**Worum es geht**
Sammle aus der Liste unten alle Zeilen, in denen das Wort „streak“ vorkommt.
#####
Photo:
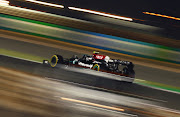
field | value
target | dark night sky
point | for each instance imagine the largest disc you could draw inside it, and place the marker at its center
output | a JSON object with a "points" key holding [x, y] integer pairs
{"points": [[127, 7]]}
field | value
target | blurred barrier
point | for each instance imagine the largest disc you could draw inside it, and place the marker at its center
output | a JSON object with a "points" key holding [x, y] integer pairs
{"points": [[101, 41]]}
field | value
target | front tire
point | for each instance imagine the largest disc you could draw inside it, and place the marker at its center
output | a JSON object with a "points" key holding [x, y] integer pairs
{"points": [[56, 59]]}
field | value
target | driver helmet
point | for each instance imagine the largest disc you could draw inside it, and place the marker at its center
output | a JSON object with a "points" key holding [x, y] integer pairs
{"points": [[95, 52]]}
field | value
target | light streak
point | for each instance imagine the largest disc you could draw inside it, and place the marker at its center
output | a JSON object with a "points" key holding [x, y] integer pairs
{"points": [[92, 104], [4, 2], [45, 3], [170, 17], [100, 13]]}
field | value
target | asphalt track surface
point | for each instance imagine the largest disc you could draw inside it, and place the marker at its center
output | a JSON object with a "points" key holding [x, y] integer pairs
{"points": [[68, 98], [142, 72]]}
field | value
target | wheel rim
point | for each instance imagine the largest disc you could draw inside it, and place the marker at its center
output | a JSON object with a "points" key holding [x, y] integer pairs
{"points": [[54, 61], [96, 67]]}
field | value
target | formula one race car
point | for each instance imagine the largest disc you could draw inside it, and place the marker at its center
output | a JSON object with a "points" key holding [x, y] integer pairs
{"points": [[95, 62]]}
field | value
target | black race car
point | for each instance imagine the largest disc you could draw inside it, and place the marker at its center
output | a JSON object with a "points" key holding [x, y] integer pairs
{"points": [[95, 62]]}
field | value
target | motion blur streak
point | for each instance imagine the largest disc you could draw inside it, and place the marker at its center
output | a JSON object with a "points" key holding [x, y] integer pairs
#####
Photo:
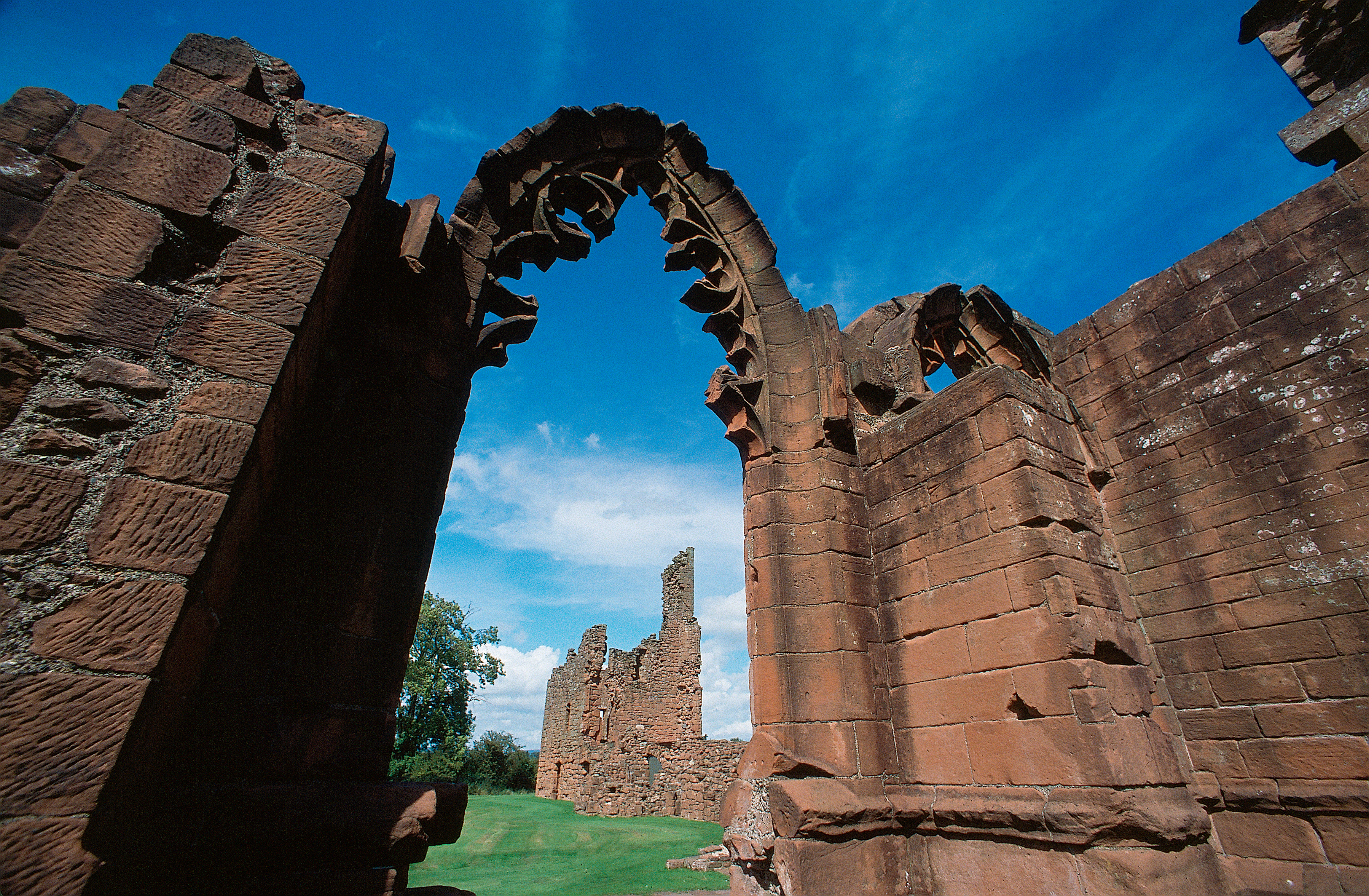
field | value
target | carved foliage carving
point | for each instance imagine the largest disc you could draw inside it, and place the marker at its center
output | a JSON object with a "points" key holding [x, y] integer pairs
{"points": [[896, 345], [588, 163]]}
#####
**Hier die Antwort**
target | light streak
target | motion blur streak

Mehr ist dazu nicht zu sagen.